---------- Data supplied ----------

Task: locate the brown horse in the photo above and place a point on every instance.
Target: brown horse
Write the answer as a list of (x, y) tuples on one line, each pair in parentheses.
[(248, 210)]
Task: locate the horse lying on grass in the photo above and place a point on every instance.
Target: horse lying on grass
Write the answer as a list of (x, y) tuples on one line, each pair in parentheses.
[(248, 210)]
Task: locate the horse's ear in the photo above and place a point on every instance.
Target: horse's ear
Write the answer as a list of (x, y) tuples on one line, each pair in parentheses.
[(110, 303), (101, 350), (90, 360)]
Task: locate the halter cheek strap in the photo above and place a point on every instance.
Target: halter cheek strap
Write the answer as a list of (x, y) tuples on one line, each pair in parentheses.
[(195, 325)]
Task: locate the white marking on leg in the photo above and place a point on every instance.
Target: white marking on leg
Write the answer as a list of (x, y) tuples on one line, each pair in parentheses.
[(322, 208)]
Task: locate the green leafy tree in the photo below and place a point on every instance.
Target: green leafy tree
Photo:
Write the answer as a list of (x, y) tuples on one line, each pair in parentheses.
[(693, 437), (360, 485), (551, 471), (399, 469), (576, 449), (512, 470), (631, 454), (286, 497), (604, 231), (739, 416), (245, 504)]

----------
---------- Data supplied ----------

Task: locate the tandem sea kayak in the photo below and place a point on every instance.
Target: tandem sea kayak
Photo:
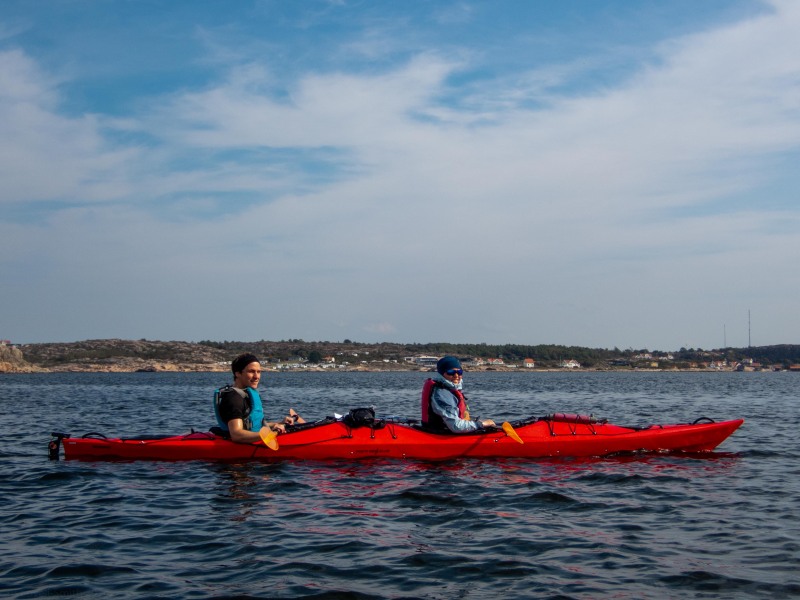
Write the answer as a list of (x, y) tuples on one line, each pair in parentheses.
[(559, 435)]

----------
---------- Data supplied ----------

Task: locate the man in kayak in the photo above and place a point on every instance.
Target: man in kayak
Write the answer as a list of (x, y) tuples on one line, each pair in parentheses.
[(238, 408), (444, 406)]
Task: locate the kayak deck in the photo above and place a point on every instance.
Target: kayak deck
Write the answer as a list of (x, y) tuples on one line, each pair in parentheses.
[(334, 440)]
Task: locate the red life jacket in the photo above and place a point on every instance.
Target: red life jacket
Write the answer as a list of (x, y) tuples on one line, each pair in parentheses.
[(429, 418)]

----------

- Your instructions:
Can you repeat the lines word for word, beginning at the line that has "Task: locate the brown" and stopping after the line that has "[(110, 303), (101, 350), (90, 360)]"?

- Response below:
Task: locate the brown horse in the photo above and place a point on every instance.
Target: brown horse
Write the answer as a list of (x, y) tuples on one line, each pair in parentheses.
[(248, 210)]
Task: locate the horse lying on grass in the photo above and place a point on every instance.
Target: horse lying on grass
Write the answer as a list of (x, y) tuples on one line, each pair in parentheses.
[(248, 210)]
Task: locate the horse's ear in the photo above and place a point on every instance.
Target: horse's ear
Write the answer as a list of (x, y) tuples on one line, each pair in parentheses.
[(110, 303), (101, 350), (90, 360)]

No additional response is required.